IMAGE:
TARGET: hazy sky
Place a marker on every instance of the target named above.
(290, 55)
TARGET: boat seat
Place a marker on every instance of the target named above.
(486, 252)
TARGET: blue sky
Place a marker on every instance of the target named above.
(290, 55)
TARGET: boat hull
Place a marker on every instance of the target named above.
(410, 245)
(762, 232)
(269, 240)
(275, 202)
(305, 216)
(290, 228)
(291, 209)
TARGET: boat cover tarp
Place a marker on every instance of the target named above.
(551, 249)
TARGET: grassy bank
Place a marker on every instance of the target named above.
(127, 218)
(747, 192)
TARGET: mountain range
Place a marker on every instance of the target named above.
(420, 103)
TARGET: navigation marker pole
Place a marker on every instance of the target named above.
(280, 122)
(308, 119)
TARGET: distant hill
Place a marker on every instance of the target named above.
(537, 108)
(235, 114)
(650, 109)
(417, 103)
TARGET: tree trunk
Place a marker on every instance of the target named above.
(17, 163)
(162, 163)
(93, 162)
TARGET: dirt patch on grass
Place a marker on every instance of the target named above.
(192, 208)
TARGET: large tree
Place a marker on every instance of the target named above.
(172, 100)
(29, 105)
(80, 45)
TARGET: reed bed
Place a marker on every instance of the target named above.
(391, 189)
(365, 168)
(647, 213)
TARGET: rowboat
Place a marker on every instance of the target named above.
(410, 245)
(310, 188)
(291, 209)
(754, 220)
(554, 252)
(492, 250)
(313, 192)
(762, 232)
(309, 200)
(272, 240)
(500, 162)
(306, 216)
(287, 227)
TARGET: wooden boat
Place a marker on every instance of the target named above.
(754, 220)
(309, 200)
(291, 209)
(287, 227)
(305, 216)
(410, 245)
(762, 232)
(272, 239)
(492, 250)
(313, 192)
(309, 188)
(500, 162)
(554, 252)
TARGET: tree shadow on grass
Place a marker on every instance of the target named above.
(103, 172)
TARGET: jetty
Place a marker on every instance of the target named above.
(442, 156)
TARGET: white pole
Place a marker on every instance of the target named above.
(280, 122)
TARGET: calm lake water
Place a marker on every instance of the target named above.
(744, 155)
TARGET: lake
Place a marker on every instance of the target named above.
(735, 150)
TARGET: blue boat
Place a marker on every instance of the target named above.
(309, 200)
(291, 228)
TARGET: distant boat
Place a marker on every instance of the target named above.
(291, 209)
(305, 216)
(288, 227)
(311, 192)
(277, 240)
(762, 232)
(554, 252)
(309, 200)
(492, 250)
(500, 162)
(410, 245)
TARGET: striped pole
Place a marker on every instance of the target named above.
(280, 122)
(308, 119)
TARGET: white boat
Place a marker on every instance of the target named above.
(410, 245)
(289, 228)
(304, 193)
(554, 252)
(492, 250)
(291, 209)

____

◆ **PROBLEM REQUIREMENTS**: Reproduce the listing from the line containing "TARGET: reed bed" through the end, replacing "pole" with "post" and keeping everything else unchanged.

◆ **SOLVED EXERCISE**:
TARGET: reed bed
Place a marker on every instance of the target named above.
(391, 189)
(365, 168)
(647, 213)
TARGET: rowboat
Place a marker on every instance of the target named above.
(410, 245)
(310, 188)
(291, 209)
(754, 220)
(554, 252)
(492, 250)
(313, 192)
(762, 232)
(309, 200)
(272, 240)
(500, 162)
(306, 216)
(287, 227)
TARGET: wooden boat
Place a marker on every instance of the target named above.
(754, 220)
(309, 200)
(291, 209)
(287, 227)
(305, 216)
(410, 245)
(762, 232)
(272, 239)
(492, 250)
(313, 192)
(309, 188)
(500, 162)
(554, 252)
TARGET: tree shadow on grass
Place a marker on every instance of the target named above.
(103, 172)
TARGET: jetty
Place a marker on every instance of the target named above.
(442, 156)
TARGET: white post
Place a marker on every instance of the target named above.
(280, 122)
TARGET: calm lake water
Place a marker on every instance of the target named above.
(744, 155)
TARGET: lake
Place a marker on every instance of the target named above.
(735, 150)
TARGET: blue boat
Place a marker on every instance of the target named above.
(309, 200)
(291, 228)
TARGET: distant boat
Place a marker on every instance of the target named above.
(291, 209)
(305, 216)
(288, 227)
(311, 192)
(277, 240)
(762, 232)
(554, 252)
(309, 200)
(492, 250)
(500, 162)
(410, 245)
TARGET: striped post
Place a marker on every instance of the target named above.
(280, 122)
(308, 119)
TARGET: white boat
Place a marker on every instance of the target named above.
(410, 245)
(289, 228)
(304, 193)
(554, 252)
(492, 250)
(291, 209)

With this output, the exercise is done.